** BEGIN **
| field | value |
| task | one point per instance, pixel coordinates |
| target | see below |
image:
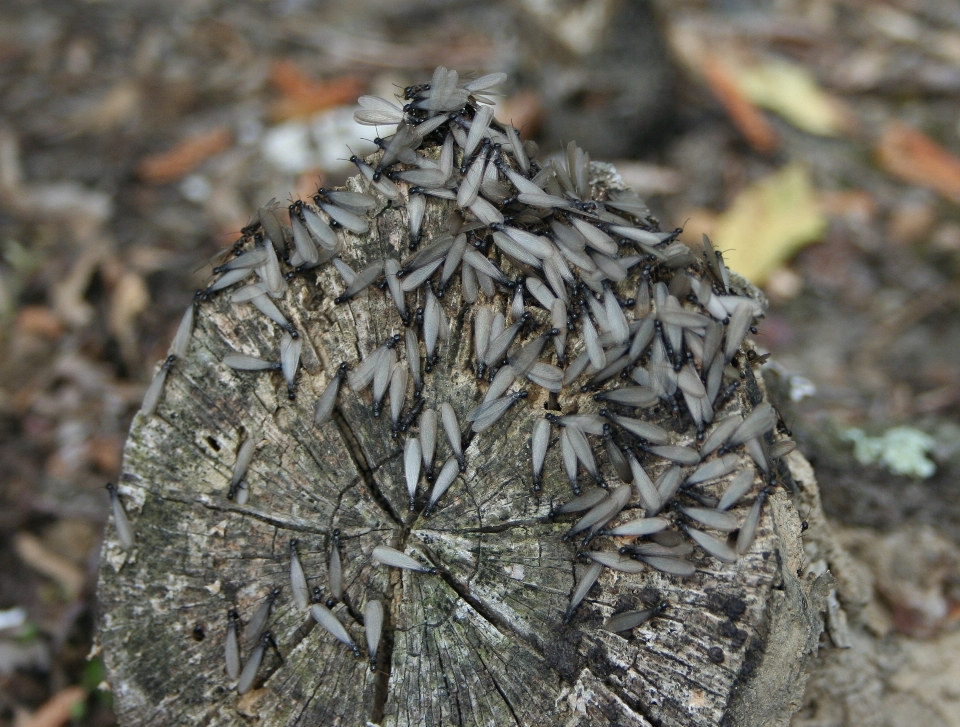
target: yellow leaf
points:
(791, 91)
(769, 221)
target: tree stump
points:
(482, 641)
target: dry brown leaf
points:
(58, 709)
(39, 320)
(36, 555)
(791, 91)
(916, 158)
(303, 96)
(175, 163)
(746, 117)
(769, 221)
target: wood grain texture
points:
(481, 643)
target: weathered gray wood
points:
(483, 642)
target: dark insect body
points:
(581, 319)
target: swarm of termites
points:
(572, 298)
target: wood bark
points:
(483, 642)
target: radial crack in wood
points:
(484, 640)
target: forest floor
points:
(816, 143)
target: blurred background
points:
(816, 141)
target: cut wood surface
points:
(481, 642)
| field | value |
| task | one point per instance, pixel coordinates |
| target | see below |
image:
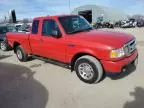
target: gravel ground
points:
(36, 84)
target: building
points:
(93, 12)
(12, 16)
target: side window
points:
(49, 27)
(35, 27)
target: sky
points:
(34, 8)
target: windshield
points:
(74, 24)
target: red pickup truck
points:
(70, 39)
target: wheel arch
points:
(77, 56)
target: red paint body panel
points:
(95, 42)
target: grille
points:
(130, 47)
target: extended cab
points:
(71, 40)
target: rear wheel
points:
(89, 69)
(21, 54)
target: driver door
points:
(52, 47)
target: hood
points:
(109, 38)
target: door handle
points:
(71, 45)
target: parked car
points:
(3, 39)
(128, 24)
(70, 39)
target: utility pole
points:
(69, 6)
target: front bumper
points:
(118, 66)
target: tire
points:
(21, 54)
(89, 69)
(3, 46)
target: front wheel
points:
(89, 69)
(21, 54)
(3, 46)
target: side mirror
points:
(56, 34)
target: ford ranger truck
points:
(70, 39)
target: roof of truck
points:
(55, 16)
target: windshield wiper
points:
(83, 30)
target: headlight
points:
(118, 53)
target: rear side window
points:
(49, 26)
(35, 27)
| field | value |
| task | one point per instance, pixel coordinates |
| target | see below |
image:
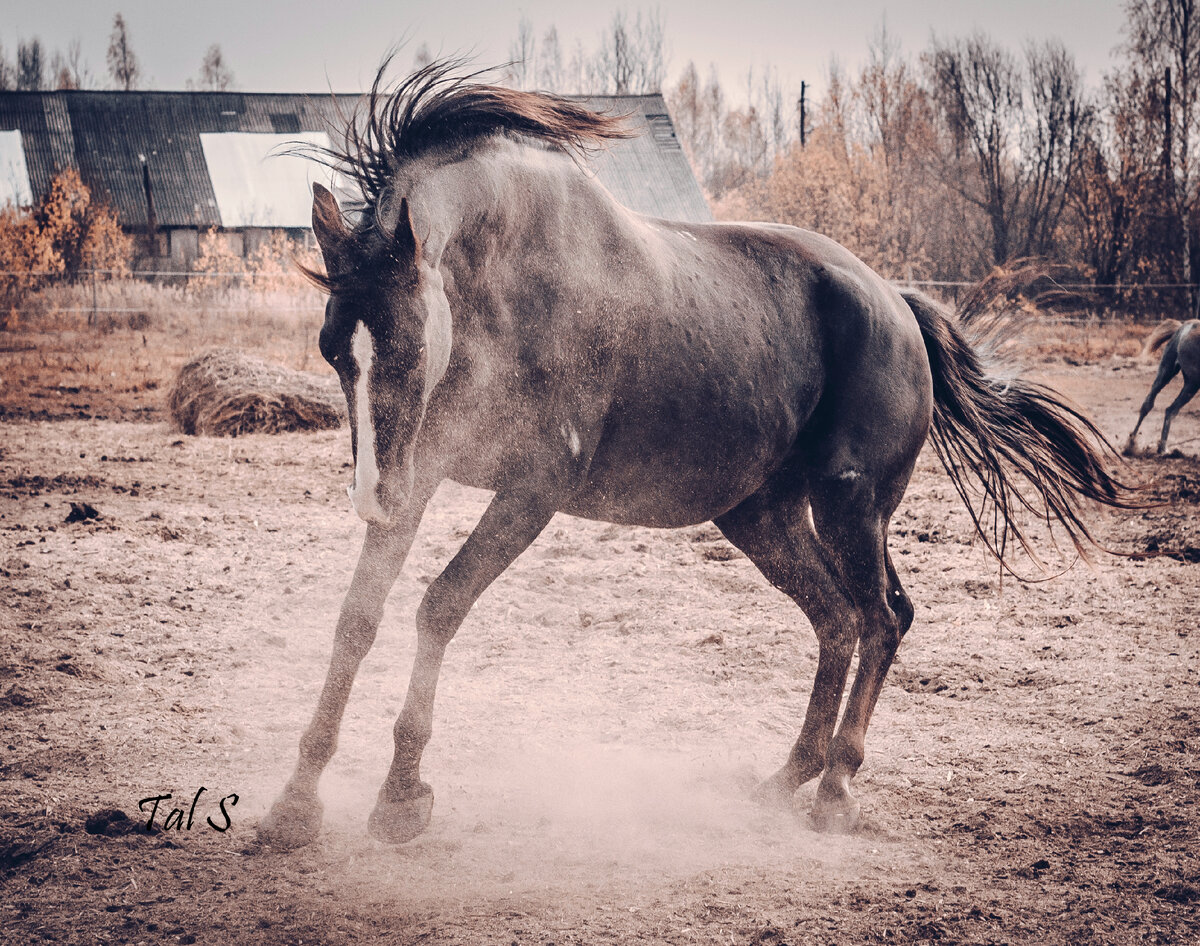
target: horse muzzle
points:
(382, 501)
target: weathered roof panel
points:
(13, 174)
(120, 141)
(257, 183)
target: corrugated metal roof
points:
(13, 174)
(257, 181)
(108, 136)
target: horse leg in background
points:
(774, 528)
(295, 816)
(507, 528)
(1168, 367)
(1191, 385)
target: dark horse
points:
(1182, 353)
(498, 319)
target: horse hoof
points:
(293, 821)
(396, 822)
(840, 820)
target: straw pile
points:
(225, 393)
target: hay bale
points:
(225, 393)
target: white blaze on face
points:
(366, 468)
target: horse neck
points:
(507, 195)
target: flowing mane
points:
(439, 106)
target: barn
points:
(175, 165)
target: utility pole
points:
(804, 88)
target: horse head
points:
(387, 334)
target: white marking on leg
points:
(366, 468)
(573, 437)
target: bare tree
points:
(30, 66)
(123, 64)
(1055, 127)
(70, 71)
(977, 85)
(1163, 41)
(215, 73)
(550, 63)
(522, 53)
(7, 72)
(631, 58)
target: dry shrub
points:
(67, 233)
(225, 393)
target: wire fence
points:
(94, 293)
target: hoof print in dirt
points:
(111, 822)
(83, 513)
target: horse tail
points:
(1158, 337)
(997, 429)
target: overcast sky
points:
(309, 46)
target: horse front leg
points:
(509, 526)
(295, 816)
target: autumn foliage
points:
(67, 233)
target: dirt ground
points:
(1031, 772)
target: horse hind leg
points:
(775, 531)
(831, 557)
(887, 618)
(1191, 385)
(1168, 367)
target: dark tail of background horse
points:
(999, 430)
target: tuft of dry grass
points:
(225, 393)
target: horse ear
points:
(407, 241)
(328, 226)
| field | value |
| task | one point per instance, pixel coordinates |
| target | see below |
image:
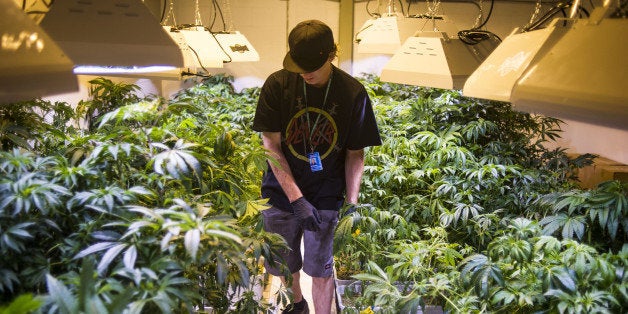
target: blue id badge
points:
(315, 161)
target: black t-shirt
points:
(345, 121)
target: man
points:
(315, 122)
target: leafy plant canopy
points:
(144, 204)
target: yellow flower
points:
(356, 233)
(368, 310)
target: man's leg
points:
(322, 294)
(318, 261)
(297, 293)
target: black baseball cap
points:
(310, 44)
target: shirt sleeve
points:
(268, 113)
(363, 131)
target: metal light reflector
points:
(112, 34)
(31, 64)
(433, 59)
(495, 78)
(583, 77)
(385, 35)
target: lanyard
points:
(310, 128)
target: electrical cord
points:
(369, 12)
(163, 12)
(475, 35)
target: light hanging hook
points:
(170, 15)
(197, 14)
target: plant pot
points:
(347, 290)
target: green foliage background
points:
(131, 204)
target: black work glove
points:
(348, 209)
(307, 214)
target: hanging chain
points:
(537, 9)
(228, 16)
(478, 20)
(432, 11)
(197, 14)
(170, 15)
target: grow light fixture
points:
(384, 35)
(203, 49)
(116, 35)
(31, 64)
(495, 78)
(583, 77)
(433, 59)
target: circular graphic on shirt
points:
(320, 134)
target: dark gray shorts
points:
(318, 255)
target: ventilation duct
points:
(433, 59)
(121, 34)
(31, 64)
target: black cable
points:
(403, 12)
(369, 12)
(223, 50)
(558, 7)
(358, 40)
(488, 16)
(198, 58)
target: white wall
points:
(266, 24)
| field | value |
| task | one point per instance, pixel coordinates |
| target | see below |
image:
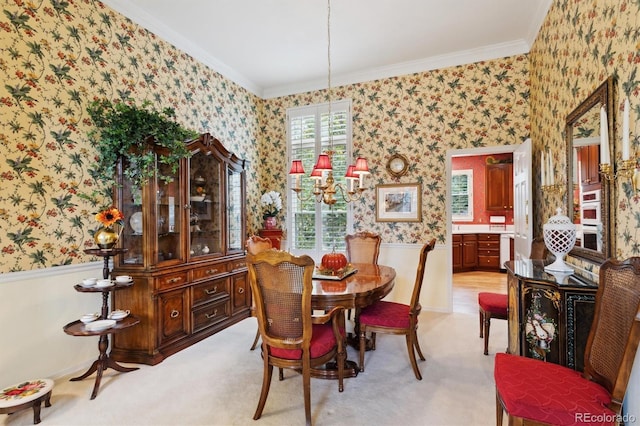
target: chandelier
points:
** END **
◆ **The request**
Make an exact copy of the data above, pictures excluded.

◆ **Right answer**
| field | value |
| task | one point per instance, pixel coordinates |
| target | see below |
image:
target: yellow leaf
points:
(791, 91)
(769, 221)
target: tree stump
points:
(482, 641)
target: dry brown leaf
points:
(58, 709)
(39, 320)
(36, 555)
(791, 91)
(916, 158)
(303, 96)
(175, 163)
(746, 117)
(769, 221)
target: wood grain texture
points:
(481, 643)
target: weathered gray wood
points:
(483, 642)
target: dark insect body
points:
(581, 319)
target: swarm of termites
points:
(572, 298)
target: wood bark
points:
(483, 642)
target: radial crack in wood
points:
(484, 640)
target: forest floor
points:
(816, 143)
target: blurred background
points:
(816, 141)
target: cut wood surface
points:
(481, 642)
| field | value |
| task | one point per instance, pixel coordinates |
| target | see below |
image:
target: gravel ground
points:
(36, 84)
target: building
points:
(93, 12)
(12, 16)
target: side window
points:
(49, 27)
(35, 27)
target: sky
points:
(34, 8)
target: windshield
points:
(74, 24)
target: red pickup truck
points:
(70, 39)
target: wheel arch
points:
(77, 56)
target: red paint body panel
points:
(95, 42)
target: grille
points:
(130, 47)
target: extended cab
points:
(71, 40)
target: rear wheel
points:
(89, 69)
(21, 54)
target: driver door
points:
(52, 47)
target: hood
points:
(109, 38)
target: door handle
points:
(71, 45)
target: parked car
points:
(3, 39)
(128, 24)
(70, 39)
target: utility pole
points:
(69, 6)
target: front bumper
points:
(118, 66)
target: tire
points:
(21, 54)
(89, 69)
(3, 46)
target: front wheel
points:
(89, 69)
(21, 54)
(3, 46)
target: side mirror
points:
(56, 34)
target: ford ranger truck
points:
(70, 39)
target: roof of truck
points:
(55, 16)
target: windshield wiper
points:
(83, 30)
target: headlight
points:
(118, 53)
target: rear side window
points:
(49, 26)
(35, 27)
| field | value |
| task | one point per instance, pixel coordinates |
| target | see below |
image:
target: horse muzzle
points:
(382, 501)
target: weathered roof panel
points:
(13, 174)
(120, 141)
(257, 183)
target: corrugated metal roof
points:
(13, 174)
(257, 181)
(108, 136)
target: horse leg in background
points:
(774, 528)
(295, 816)
(507, 528)
(1168, 367)
(1191, 385)
target: dark horse
points:
(1182, 353)
(498, 319)
target: horse hoof
points:
(293, 821)
(396, 822)
(840, 820)
target: straw pile
points:
(225, 393)
target: hay bale
points:
(225, 393)
target: white blaze on face
points:
(366, 468)
target: horse neck
points:
(507, 195)
target: flowing mane
points:
(439, 106)
target: barn
points:
(175, 165)
target: utility pole
points:
(804, 88)
target: horse head
points:
(387, 334)
target: white marking on leg
points:
(366, 468)
(573, 437)
target: bare tree
points:
(30, 66)
(123, 64)
(1055, 127)
(70, 71)
(977, 85)
(1163, 41)
(215, 73)
(550, 63)
(522, 53)
(7, 72)
(631, 58)
target: dry shrub
points:
(67, 233)
(225, 393)
target: wire fence
points:
(94, 293)
target: hoof print in dirt
points:
(111, 822)
(83, 513)
target: horse tail
points:
(1158, 337)
(997, 429)
target: overcast sky
points:
(309, 46)
target: horse front leg
points:
(509, 526)
(295, 816)
target: autumn foliage
points:
(67, 233)
target: dirt ground
points:
(1031, 772)
target: horse hind leg
points:
(775, 531)
(831, 557)
(887, 618)
(1191, 385)
(1168, 367)
target: dark tail of background horse
points:
(999, 430)
target: tuft of dry grass
points:
(225, 393)
target: horse ear
points:
(407, 241)
(328, 226)
| field | value |
| task | one point per instance, pixel coordinates |
| target | see below |
image:
target: blue id badge
points:
(315, 161)
target: black t-shirt
points:
(345, 121)
target: man
points:
(315, 122)
target: leafy plant canopy
points:
(144, 204)
target: yellow flower
points:
(356, 233)
(368, 310)
target: man's leg
points:
(322, 294)
(318, 261)
(297, 293)
target: black baseball cap
points:
(310, 44)
target: shirt sleeve
points:
(268, 113)
(363, 131)
target: metal light reflector
points:
(112, 34)
(31, 64)
(433, 59)
(495, 78)
(583, 77)
(385, 35)
target: lanyard
points:
(310, 128)
target: electrical cord
points:
(369, 12)
(163, 12)
(475, 35)
target: light hanging hook
points:
(170, 15)
(197, 14)
target: plant pot
points:
(347, 290)
target: green foliage background
points:
(131, 204)
target: black work glove
points:
(348, 209)
(307, 214)
target: hanging chain
points:
(537, 9)
(228, 16)
(478, 20)
(432, 11)
(197, 14)
(170, 15)
target: grow light fixture
points:
(384, 35)
(203, 49)
(116, 35)
(31, 64)
(495, 78)
(583, 77)
(433, 59)
target: circular graphic on shirt
points:
(320, 134)
target: dark gray shorts
points:
(318, 255)
target: ventilation duct
points:
(433, 59)
(121, 34)
(31, 64)
target: black cable
points:
(403, 12)
(369, 12)
(223, 50)
(558, 7)
(358, 40)
(488, 16)
(198, 58)
target: white wall
points:
(266, 24)
| field | value |
| task | one point per instance, pixel coordinates |
| target | see below |
image:
target: chandelier
points:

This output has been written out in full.